## WHAT THIS TASK INVOLVES
Repeat exactly the lines that run from the one containing "If you could tag the dark floor" to the end of the data, and leave out all others.

#####

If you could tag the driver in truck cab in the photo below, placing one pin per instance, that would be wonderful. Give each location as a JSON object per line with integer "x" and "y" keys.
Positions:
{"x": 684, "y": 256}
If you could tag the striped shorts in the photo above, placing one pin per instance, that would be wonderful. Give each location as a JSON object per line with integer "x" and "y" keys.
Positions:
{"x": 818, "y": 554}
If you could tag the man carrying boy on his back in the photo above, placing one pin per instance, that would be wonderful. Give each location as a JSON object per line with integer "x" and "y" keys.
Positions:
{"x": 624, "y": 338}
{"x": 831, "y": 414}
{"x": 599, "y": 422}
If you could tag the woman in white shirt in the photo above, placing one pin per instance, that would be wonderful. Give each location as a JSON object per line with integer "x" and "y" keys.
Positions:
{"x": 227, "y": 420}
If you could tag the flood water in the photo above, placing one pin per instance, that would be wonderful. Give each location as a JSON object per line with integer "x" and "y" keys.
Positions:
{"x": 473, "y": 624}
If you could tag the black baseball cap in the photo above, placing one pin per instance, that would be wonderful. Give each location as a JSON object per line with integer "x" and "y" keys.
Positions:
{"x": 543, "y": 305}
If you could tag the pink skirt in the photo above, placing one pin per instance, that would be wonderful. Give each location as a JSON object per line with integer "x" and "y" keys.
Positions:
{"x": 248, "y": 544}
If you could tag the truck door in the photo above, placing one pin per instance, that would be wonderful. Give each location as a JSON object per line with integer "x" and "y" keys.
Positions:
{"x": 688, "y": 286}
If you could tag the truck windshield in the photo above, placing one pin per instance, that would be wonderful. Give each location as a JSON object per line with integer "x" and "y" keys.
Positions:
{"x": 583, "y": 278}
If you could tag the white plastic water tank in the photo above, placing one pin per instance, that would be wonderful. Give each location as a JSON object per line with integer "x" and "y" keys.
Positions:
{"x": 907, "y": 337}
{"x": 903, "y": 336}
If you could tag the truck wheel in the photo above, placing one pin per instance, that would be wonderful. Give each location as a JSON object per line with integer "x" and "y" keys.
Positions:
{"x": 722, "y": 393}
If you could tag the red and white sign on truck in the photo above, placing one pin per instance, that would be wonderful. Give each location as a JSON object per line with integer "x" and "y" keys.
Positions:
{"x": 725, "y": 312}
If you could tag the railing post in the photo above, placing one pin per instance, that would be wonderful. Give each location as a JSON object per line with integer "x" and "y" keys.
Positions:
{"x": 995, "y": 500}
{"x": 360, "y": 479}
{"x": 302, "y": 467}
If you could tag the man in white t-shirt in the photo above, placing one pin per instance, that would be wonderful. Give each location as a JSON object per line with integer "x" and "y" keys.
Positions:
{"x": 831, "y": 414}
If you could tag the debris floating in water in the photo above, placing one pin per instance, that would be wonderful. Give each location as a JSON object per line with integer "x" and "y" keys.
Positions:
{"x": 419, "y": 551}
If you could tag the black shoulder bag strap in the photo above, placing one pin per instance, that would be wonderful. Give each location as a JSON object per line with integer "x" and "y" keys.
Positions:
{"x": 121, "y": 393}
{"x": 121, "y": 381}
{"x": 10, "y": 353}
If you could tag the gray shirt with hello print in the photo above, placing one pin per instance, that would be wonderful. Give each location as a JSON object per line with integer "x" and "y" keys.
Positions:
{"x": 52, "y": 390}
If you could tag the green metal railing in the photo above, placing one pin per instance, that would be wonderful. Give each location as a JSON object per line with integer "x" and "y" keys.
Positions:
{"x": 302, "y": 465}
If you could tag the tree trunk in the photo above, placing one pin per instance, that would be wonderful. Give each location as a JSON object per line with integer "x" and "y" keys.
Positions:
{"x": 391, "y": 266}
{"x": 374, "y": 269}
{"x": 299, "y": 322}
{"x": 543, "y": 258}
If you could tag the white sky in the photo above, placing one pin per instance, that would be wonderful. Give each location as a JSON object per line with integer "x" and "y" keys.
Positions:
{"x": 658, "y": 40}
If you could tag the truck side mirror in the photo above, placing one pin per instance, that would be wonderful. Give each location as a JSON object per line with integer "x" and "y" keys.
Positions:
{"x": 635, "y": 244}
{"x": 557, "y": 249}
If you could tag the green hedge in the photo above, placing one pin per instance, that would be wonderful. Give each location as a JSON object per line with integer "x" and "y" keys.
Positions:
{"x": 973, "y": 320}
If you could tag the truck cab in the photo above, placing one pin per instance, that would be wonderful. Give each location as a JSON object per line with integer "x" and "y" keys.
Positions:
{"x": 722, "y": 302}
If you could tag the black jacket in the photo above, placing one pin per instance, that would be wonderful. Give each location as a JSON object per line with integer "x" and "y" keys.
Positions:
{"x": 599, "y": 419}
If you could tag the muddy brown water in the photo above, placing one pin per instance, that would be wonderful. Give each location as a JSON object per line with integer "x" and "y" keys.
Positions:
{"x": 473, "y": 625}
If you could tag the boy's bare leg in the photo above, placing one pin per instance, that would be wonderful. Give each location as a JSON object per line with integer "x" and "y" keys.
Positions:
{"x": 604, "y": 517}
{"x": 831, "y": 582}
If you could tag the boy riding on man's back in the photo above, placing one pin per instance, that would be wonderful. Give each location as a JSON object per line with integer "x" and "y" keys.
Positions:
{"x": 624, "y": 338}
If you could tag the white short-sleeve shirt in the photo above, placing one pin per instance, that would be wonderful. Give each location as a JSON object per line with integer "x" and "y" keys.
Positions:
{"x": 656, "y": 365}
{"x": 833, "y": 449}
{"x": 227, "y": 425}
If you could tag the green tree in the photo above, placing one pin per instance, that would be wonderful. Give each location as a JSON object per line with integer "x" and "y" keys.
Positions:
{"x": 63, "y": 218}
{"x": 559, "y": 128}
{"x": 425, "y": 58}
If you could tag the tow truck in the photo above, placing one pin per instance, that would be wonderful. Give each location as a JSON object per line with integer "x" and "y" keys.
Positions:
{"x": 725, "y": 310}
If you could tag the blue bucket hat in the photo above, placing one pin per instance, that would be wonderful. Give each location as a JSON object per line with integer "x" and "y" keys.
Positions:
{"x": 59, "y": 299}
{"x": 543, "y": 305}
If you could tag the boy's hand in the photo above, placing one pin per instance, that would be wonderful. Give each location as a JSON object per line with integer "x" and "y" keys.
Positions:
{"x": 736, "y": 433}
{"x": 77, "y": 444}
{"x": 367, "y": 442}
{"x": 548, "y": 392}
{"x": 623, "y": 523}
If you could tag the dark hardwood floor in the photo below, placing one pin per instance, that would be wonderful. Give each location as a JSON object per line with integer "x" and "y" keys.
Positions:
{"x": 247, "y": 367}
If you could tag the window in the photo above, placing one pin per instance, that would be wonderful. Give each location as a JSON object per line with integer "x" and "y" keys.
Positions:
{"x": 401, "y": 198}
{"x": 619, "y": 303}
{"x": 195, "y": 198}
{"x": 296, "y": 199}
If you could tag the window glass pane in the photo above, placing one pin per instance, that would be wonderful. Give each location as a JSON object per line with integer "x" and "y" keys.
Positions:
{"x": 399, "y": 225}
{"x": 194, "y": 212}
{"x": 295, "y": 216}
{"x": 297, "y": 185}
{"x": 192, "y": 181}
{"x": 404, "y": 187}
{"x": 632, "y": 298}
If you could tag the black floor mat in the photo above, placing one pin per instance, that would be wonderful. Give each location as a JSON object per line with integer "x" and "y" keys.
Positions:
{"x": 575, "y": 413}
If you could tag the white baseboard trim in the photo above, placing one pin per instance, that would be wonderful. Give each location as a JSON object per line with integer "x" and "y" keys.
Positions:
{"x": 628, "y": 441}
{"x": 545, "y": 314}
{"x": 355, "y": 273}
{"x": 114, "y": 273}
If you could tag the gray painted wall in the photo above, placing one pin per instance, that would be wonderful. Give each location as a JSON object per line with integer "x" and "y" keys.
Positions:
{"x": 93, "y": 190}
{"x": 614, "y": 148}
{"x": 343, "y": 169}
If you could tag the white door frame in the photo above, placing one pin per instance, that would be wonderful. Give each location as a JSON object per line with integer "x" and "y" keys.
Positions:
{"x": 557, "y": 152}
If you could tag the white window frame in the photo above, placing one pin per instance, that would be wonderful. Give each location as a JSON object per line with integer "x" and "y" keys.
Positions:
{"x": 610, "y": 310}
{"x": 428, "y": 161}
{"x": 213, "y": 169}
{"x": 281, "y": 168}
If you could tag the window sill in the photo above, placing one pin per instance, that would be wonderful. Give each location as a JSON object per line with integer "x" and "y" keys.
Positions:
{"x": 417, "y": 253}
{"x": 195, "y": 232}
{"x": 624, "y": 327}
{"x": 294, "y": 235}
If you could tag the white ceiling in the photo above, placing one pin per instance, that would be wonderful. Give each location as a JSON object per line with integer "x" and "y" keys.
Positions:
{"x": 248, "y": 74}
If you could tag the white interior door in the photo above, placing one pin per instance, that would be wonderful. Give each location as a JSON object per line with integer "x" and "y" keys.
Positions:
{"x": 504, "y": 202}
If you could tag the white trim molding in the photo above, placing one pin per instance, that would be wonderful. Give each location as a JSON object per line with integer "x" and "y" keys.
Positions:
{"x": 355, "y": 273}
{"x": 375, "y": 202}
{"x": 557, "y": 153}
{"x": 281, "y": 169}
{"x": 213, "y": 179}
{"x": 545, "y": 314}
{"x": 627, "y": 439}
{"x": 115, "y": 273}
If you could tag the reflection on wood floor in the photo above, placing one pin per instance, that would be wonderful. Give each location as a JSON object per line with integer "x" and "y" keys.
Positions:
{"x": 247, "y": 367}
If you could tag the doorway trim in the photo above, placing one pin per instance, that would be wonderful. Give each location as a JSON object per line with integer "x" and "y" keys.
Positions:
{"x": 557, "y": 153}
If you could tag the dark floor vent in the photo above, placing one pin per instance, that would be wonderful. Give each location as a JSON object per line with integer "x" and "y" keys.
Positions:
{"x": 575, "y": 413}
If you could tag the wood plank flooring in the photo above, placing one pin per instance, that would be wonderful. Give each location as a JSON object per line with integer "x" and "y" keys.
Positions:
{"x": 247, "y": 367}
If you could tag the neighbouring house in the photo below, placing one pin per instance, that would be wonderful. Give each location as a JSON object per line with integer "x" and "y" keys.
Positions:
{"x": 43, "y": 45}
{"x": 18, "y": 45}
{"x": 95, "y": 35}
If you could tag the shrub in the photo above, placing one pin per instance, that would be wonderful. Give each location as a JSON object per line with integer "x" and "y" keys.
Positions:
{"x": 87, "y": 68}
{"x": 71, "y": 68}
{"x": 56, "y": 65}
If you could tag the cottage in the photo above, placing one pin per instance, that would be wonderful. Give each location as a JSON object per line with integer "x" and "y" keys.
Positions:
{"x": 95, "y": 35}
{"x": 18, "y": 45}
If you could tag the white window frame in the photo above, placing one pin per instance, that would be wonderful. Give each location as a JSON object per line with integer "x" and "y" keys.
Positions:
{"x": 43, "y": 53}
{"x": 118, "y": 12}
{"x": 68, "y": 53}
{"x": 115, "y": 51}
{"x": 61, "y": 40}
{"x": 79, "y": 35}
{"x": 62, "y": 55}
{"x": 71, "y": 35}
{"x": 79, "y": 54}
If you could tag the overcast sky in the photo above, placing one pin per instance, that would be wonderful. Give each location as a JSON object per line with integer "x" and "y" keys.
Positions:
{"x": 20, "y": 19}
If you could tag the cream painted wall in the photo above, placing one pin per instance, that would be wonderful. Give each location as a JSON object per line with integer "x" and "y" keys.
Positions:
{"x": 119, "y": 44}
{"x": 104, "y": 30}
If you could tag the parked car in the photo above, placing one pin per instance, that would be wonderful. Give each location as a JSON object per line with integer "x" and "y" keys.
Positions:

#####

## CORRECT RESULT
If you could tag the dark floor vent in the photo above, placing one pin per instance, that would be wonderful. Give each location as a JSON object per line with integer "x" and "y" keys.
Positions:
{"x": 575, "y": 413}
If you could tag the wood plank flooring in the photo above, placing one pin per instance, that would be wonderful. Give each location as a JSON object per line with integer "x" and "y" keys.
Positions:
{"x": 247, "y": 367}
If you could tag the neighbouring house in the photo below, placing one pin per instance, that would be wonderful. Give each location as a JSON object per line with integer "x" and "y" keys.
Positions:
{"x": 43, "y": 45}
{"x": 18, "y": 45}
{"x": 95, "y": 35}
If you could tag the shrub in the photo above, placing one pin per instance, that would be wonderful. Give each location as a JSON object per line with integer "x" and "y" keys.
Positions:
{"x": 87, "y": 68}
{"x": 71, "y": 68}
{"x": 56, "y": 65}
If you could tag the cottage in the photo above, placing one pin per instance, that would be wonderful. Give each location as a JSON object per line with integer "x" and "y" keys.
Positions:
{"x": 95, "y": 35}
{"x": 18, "y": 45}
If you could tag the white window frame in the photo above, placing one pin per instance, that would be wonderful. Give each location as a JSON object per line with integer "x" and "y" keys.
Positions:
{"x": 43, "y": 53}
{"x": 118, "y": 12}
{"x": 68, "y": 53}
{"x": 115, "y": 51}
{"x": 61, "y": 40}
{"x": 79, "y": 35}
{"x": 62, "y": 55}
{"x": 71, "y": 35}
{"x": 79, "y": 54}
If you could tag the overcast sky in the photo above, placing one pin per instance, that would be wonderful. Give each location as a JSON object per line with integer "x" and "y" keys.
Positions:
{"x": 20, "y": 19}
If you could tag the cream painted wall in the photo above, placing one pin per instance, that would be wonderful. Give each location as a JSON object per line with integer "x" and "y" keys.
Positions:
{"x": 119, "y": 44}
{"x": 104, "y": 30}
If you could tag the parked car in the photo above, placing one pin per instance, that would be wonderful. Give each location as a JSON object per line with integer "x" and "y" keys.
Positions:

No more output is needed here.